> **INPUT DATA**:
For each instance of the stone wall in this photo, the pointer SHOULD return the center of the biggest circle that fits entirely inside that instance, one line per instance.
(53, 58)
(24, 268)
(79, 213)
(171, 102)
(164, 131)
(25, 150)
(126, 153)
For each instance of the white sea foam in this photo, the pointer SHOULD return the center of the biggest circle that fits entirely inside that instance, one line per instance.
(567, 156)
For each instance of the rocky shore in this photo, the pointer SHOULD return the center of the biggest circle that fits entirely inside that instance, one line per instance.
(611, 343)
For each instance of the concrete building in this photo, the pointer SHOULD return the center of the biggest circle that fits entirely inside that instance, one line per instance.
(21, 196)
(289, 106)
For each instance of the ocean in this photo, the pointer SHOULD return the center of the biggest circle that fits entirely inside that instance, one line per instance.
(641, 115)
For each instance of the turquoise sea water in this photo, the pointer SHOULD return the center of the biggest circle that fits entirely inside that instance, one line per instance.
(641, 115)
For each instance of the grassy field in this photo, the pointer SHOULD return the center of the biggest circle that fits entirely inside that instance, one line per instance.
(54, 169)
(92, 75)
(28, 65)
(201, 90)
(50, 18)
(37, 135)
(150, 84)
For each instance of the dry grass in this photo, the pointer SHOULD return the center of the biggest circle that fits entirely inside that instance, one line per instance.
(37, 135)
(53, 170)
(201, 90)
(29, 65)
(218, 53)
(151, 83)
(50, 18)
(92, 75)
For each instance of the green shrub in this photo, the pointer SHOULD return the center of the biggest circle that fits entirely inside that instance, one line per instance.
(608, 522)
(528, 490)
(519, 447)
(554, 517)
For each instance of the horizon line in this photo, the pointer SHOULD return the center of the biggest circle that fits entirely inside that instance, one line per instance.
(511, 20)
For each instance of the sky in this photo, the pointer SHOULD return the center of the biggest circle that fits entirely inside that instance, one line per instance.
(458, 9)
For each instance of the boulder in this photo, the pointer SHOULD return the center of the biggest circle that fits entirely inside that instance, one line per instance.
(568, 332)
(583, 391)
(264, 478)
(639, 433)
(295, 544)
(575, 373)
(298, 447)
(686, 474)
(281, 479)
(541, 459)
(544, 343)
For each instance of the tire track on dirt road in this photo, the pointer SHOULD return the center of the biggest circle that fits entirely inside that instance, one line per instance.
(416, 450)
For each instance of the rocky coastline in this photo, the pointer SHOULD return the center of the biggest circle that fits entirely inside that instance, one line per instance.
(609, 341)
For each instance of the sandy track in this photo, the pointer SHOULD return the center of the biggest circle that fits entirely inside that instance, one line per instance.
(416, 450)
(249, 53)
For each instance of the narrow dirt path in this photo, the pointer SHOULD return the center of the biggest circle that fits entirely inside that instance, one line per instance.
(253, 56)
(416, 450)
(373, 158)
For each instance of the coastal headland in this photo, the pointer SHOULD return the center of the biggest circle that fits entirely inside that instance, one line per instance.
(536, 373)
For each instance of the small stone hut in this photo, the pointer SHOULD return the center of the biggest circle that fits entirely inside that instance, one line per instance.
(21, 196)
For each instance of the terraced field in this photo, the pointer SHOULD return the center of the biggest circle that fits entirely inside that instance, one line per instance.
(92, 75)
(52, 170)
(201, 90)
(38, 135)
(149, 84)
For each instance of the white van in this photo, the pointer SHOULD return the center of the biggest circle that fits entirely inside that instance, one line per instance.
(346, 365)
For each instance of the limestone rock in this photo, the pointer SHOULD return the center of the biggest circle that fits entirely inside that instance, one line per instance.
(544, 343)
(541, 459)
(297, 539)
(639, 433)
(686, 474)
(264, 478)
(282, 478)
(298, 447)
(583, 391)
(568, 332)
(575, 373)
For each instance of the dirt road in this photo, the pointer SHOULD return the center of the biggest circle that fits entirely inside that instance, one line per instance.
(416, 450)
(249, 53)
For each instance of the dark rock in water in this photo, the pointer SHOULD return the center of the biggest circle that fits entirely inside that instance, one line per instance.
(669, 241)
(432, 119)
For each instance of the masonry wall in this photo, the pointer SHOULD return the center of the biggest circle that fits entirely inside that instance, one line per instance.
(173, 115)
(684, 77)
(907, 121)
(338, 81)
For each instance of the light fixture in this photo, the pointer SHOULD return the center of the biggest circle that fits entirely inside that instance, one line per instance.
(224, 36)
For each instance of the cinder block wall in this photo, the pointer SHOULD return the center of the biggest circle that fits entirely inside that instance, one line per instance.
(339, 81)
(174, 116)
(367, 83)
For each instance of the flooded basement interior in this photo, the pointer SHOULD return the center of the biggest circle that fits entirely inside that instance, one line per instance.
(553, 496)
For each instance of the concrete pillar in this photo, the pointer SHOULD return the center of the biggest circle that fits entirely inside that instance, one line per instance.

> **ACTION ITEM**: Output all records exactly, with nothing added or dropped.

> **EXERCISE OUTPUT**:
For each instance of the stone wall in this photo, the pointer SHOULD return the center of the biggest circle that fits entirely inside that instance, one line per instance.
(53, 58)
(24, 268)
(79, 213)
(171, 102)
(164, 131)
(25, 150)
(126, 153)
For each instance of the white sea foam in this photo, the pointer SHOULD return the center of the biggest circle that fits entirely inside that instance, one line per instance.
(567, 156)
For each instance of the rocky shore in this photo, the pointer SHOULD return the center of the biggest circle that fits entirely inside that instance, one line per instance.
(611, 343)
For each instance of the concrete building in this photo, the pointer SHOULD return the center of the biggest circle that fits entirely inside that instance, one line per instance.
(21, 196)
(289, 106)
For each instance of the ocean in this photo, the pointer SHOULD return the center of the biggest circle that fits entirely inside that instance, one line per instance.
(641, 115)
For each instance of the turquoise sea water in this photo, the pointer SHOULD return the center of the biggest circle that fits entirely inside that instance, one line per instance.
(641, 115)
For each instance of the grassy field in this photo, the pointer SHOULD return the center of the biggest circle that fits entirely inside that instance, one line per instance.
(54, 169)
(92, 75)
(28, 65)
(201, 90)
(50, 18)
(37, 135)
(150, 84)
For each instance of the dry grass in this photo, the pointer SHOULD return the center of the biggest circle that fits entirely inside that instance, one line per instance.
(37, 135)
(53, 170)
(201, 90)
(29, 65)
(218, 53)
(151, 83)
(50, 18)
(92, 75)
For each instance of the green shrub in this photo, the pointer SHOULD return the center of the biggest circle that fits entirely inside that instance, one line per instance.
(608, 522)
(528, 490)
(519, 447)
(554, 517)
For each instance of the horizon line in this photo, the pointer SHOULD return the center of the biggest circle that fits entirely inside that instance, one line per instance.
(511, 20)
For each instance of the sky in this photo, the pointer SHOULD return the center of the biggest circle that fits entirely inside that instance, one line per instance.
(458, 9)
For each instance of the boulder in this photo, the pointer SHOULD return the center of the biggest circle that fits entirely inside that instance, one line per instance.
(568, 332)
(583, 391)
(264, 478)
(639, 433)
(295, 544)
(575, 373)
(298, 447)
(686, 474)
(281, 479)
(541, 459)
(544, 343)
For each instance of the tire track on dirt road in this photo, the pointer SHOULD return the center of the biggest circle that fits entirely inside that instance, one line per instance.
(416, 450)
For each instance of the rocky coastline in this photo, the pointer SHOULD return the center of the biggest circle that fits entirely inside that instance, one line per instance.
(609, 341)
For each instance of the sandy track in this photo, the pointer SHOULD return the center of the biggest circle that fits entirely inside that instance, one line per instance.
(416, 450)
(249, 53)
For each instance of the narrow dirt path in this photo, the pointer SHOULD return the center of the biggest circle that fits entirely inside that instance, one line per instance.
(253, 56)
(416, 450)
(373, 158)
For each instance of the coastal headland in this photo, the pointer SHOULD return the center of the biggest circle that fits entirely inside that instance, one line per instance.
(536, 373)
For each instance of the small stone hut in this photo, the pointer SHOULD return the center of the biggest circle that fits entirely inside that instance, one line per instance.
(21, 196)
For each instance of the terraced field in this photo, the pointer SHOULD return the center of the biggest circle that fits entirely inside that instance, one line per instance.
(92, 75)
(52, 170)
(201, 90)
(38, 135)
(149, 84)
For each instance of the white van in this photo, the pointer SHOULD return the center of the biggest circle that fits entirely inside that instance, one line per instance.
(346, 365)
For each instance of the limestone rock in this photo, the pointer SHOULD return the center of the biggest circle that fits entirely inside that instance, one line per instance.
(544, 343)
(541, 459)
(297, 539)
(639, 433)
(686, 474)
(264, 478)
(282, 478)
(298, 447)
(583, 391)
(568, 332)
(575, 373)
For each instance of the dirt road in this photo, the pointer SHOULD return the center of the biggest circle that fits entirely inside that instance, one line per instance.
(416, 450)
(249, 53)
For each instance of the dark rock in water in this photo, the pointer SHOULD return the center of the biggest circle that fits entirely inside that instance, one line per instance.
(669, 241)
(432, 119)
For each instance of the masonry wall in this photo, the pointer SHOULD return the center of the biggest circle that fits entirely inside that instance, one line per instance.
(173, 115)
(684, 77)
(907, 121)
(338, 81)
For each instance of the light fixture in this photo, the pointer SHOULD return the center of the biggest circle that fits entirely inside that instance, one line per instance.
(224, 36)
For each instance of the cinder block wall in this photo, the pointer SHOULD return the center of the biggest circle that fits entirely inside that instance, one line per instance.
(339, 81)
(174, 116)
(367, 83)
For each instance of the flooded basement interior in this photo, the pointer SHOULD return the center of the biggest circle that fits entirely inside that instance, one line per instance.
(553, 496)
For each instance of the concrete pillar in this photo, the pointer SHOULD return the center of the biggest circle that fits entirely inside that instance, one line per instance.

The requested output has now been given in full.